SHORT PROBLEM:
Turn every line of the listing below into a JSON list of strings, one string per line, with blank lines dropped. Leave the pictures out of your answer.

┌─ THE DATA

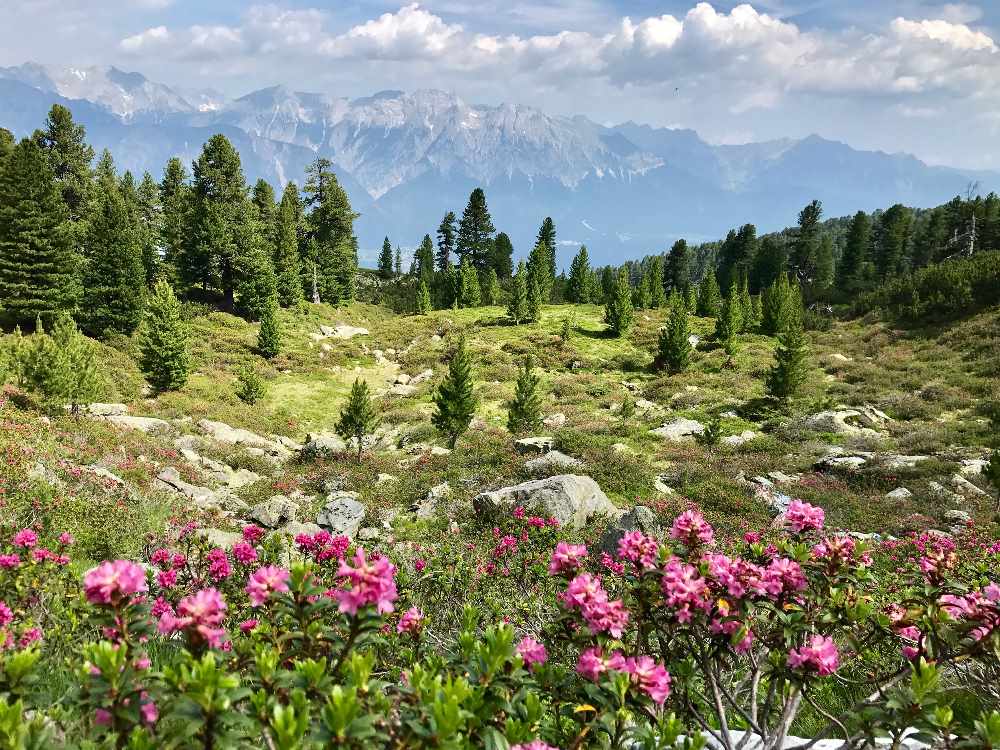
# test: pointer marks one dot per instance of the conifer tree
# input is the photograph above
(287, 266)
(709, 296)
(63, 369)
(470, 295)
(269, 334)
(423, 304)
(730, 321)
(492, 295)
(790, 367)
(38, 267)
(517, 305)
(385, 260)
(164, 339)
(446, 242)
(475, 231)
(579, 277)
(618, 313)
(524, 412)
(674, 347)
(454, 400)
(358, 418)
(114, 278)
(533, 309)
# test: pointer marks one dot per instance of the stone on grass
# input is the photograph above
(540, 445)
(679, 430)
(571, 499)
(342, 514)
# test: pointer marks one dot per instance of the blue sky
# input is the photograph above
(913, 75)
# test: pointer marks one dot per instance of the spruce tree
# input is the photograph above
(709, 296)
(446, 242)
(423, 305)
(475, 231)
(618, 309)
(163, 342)
(790, 369)
(269, 334)
(674, 348)
(358, 417)
(524, 412)
(38, 266)
(287, 266)
(730, 321)
(114, 278)
(492, 294)
(454, 400)
(517, 305)
(579, 277)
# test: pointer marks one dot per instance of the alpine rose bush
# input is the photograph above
(666, 644)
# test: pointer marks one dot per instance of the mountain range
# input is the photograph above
(406, 158)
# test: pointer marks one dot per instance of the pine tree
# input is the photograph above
(385, 260)
(114, 278)
(618, 309)
(454, 400)
(517, 305)
(674, 347)
(446, 242)
(470, 295)
(492, 294)
(269, 334)
(38, 267)
(579, 277)
(709, 296)
(790, 369)
(423, 304)
(358, 417)
(164, 341)
(287, 265)
(524, 412)
(503, 256)
(730, 321)
(475, 231)
(63, 368)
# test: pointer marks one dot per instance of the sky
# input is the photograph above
(916, 76)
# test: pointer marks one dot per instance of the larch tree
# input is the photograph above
(454, 400)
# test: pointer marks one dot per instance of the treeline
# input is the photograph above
(81, 239)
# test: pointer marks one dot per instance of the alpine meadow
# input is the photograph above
(343, 421)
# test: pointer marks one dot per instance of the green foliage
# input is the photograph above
(358, 417)
(618, 314)
(164, 341)
(454, 400)
(674, 347)
(269, 333)
(709, 299)
(250, 386)
(524, 412)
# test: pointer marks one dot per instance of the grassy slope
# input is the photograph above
(932, 381)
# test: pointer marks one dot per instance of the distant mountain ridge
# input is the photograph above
(408, 157)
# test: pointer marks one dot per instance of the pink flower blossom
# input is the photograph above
(411, 622)
(819, 655)
(532, 652)
(691, 528)
(652, 678)
(592, 663)
(802, 516)
(25, 538)
(265, 581)
(110, 581)
(370, 583)
(642, 550)
(567, 558)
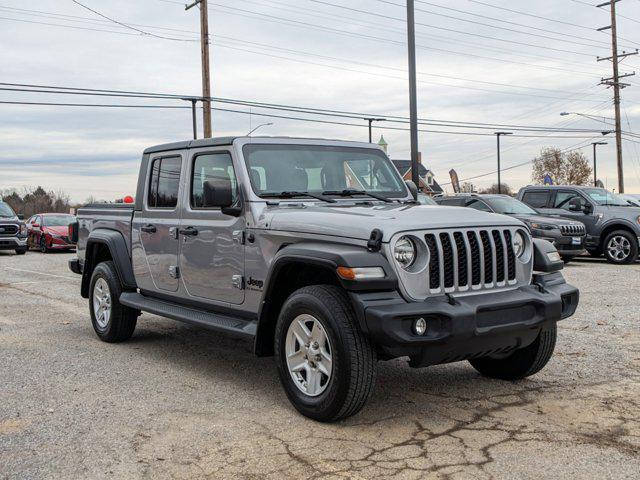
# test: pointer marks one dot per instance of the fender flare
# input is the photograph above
(117, 245)
(329, 257)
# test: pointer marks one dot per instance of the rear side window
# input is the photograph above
(165, 182)
(563, 199)
(211, 168)
(537, 199)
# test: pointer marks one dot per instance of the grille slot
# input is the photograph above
(434, 262)
(470, 259)
(572, 229)
(9, 230)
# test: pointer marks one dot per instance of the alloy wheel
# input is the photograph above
(309, 355)
(619, 247)
(102, 303)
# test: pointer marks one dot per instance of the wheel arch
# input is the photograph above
(612, 227)
(300, 265)
(102, 245)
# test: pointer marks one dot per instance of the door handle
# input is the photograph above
(189, 231)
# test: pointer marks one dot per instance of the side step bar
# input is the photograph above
(223, 323)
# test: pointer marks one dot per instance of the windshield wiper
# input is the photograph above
(292, 194)
(350, 192)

└─

THE RESULT:
[
  "# test: pointer marks one dot per instance of the conifer tree",
  "# input is the photograph above",
  "(287, 266)",
  "(709, 296)",
  "(63, 369)",
  "(470, 295)",
  "(269, 334)",
  "(423, 304)",
  "(730, 321)",
  "(492, 295)",
  "(790, 367)",
  "(38, 267)",
  "(517, 305)",
  "(385, 260)",
  "(164, 339)",
  "(446, 242)",
  "(475, 231)",
  "(579, 277)",
  "(618, 313)",
  "(524, 412)",
  "(674, 347)",
  "(454, 400)",
  "(358, 418)",
  "(114, 278)",
  "(533, 309)",
  "# test: pointer marks one dot per instance of the stone on grass",
  "# input is the photograph above",
  "(540, 445)",
  "(679, 430)",
  "(571, 499)",
  "(342, 514)",
  "# test: pointer marks one dot per instance of the blue sky",
  "# input is the photograph above",
  "(913, 75)",
  "# test: pointer marks one dot per instance of the spruce tree",
  "# input is the photograph above",
  "(709, 296)",
  "(446, 242)",
  "(423, 305)",
  "(475, 231)",
  "(618, 309)",
  "(163, 342)",
  "(790, 369)",
  "(269, 334)",
  "(674, 348)",
  "(358, 417)",
  "(524, 412)",
  "(38, 266)",
  "(287, 266)",
  "(730, 321)",
  "(114, 278)",
  "(492, 294)",
  "(454, 400)",
  "(517, 305)",
  "(579, 277)",
  "# test: pointer marks one dot per instance of the alpine rose bush",
  "# input is the photograph above",
  "(666, 644)",
  "# test: pointer marks one dot per instance of the mountain range",
  "# input is the photograph above",
  "(406, 158)",
  "# test: pointer marks one dot per instance of the pine tree",
  "# input is the photograph above",
  "(385, 260)",
  "(114, 278)",
  "(618, 309)",
  "(454, 400)",
  "(517, 305)",
  "(674, 347)",
  "(446, 242)",
  "(470, 295)",
  "(492, 294)",
  "(269, 334)",
  "(38, 267)",
  "(579, 277)",
  "(709, 296)",
  "(790, 369)",
  "(423, 304)",
  "(358, 417)",
  "(164, 341)",
  "(287, 265)",
  "(524, 412)",
  "(503, 256)",
  "(730, 321)",
  "(475, 231)",
  "(63, 368)",
  "# test: pointer marks one dot per instance of the sky",
  "# input is the photograph above",
  "(916, 76)",
  "# test: pointer marks one dot per instance of the larch tree",
  "# input is the photograph above",
  "(454, 400)",
  "# test: pointer marks one dot per instance of the treeline",
  "# input is the photograph above",
  "(81, 239)",
  "# test: pointer marks one dot per instance of the alpine meadow",
  "# input is the photograph above",
  "(343, 421)",
  "# test: pointer marks one dot per instance of the green foliage",
  "# input is the photograph above",
  "(358, 417)",
  "(618, 314)",
  "(164, 341)",
  "(454, 400)",
  "(674, 347)",
  "(269, 333)",
  "(709, 299)",
  "(250, 386)",
  "(524, 412)",
  "# test: pointer marks one dot per instance of the grassy slope",
  "# input is the photograph above",
  "(932, 381)",
  "# test: pointer marks one dot per instance of the distant mountain ridge",
  "# input is the photograph above",
  "(408, 157)",
  "# test: pointer marks one dot per instance of the pink flower blossom",
  "# input is the photograph above",
  "(411, 622)",
  "(819, 655)",
  "(532, 652)",
  "(691, 528)",
  "(652, 678)",
  "(592, 663)",
  "(802, 516)",
  "(25, 538)",
  "(265, 581)",
  "(110, 581)",
  "(370, 583)",
  "(642, 550)",
  "(567, 558)",
  "# test: pointer marks one dot per instance of the fender flare",
  "# input is the photograph above",
  "(117, 245)",
  "(329, 257)",
  "# test: pointer marks one dot per instance of the rear side window",
  "# input is the photograph above",
  "(165, 182)",
  "(563, 199)",
  "(211, 168)",
  "(537, 199)",
  "# test: pointer marks one dot per instance of the grille slot",
  "# input is the photograph above",
  "(434, 262)",
  "(470, 259)",
  "(572, 229)",
  "(9, 230)",
  "# test: pointer marks one dot per instance of the alloy wheel",
  "# input is the photograph above",
  "(309, 355)",
  "(619, 247)",
  "(102, 303)",
  "# test: pointer marks one dot per instance of the wheel arch",
  "# input is the photograph above",
  "(612, 227)",
  "(300, 265)",
  "(102, 245)",
  "# test: pointer marks one dot per instance of the door handle",
  "# input is the photograph above",
  "(189, 231)",
  "# test: pointer marks one dot per instance of the side step bar",
  "# input is the photograph above",
  "(223, 323)",
  "# test: pointer marks one dot per instance of the windshield wiper",
  "# input is the photograph above",
  "(292, 194)",
  "(350, 192)"
]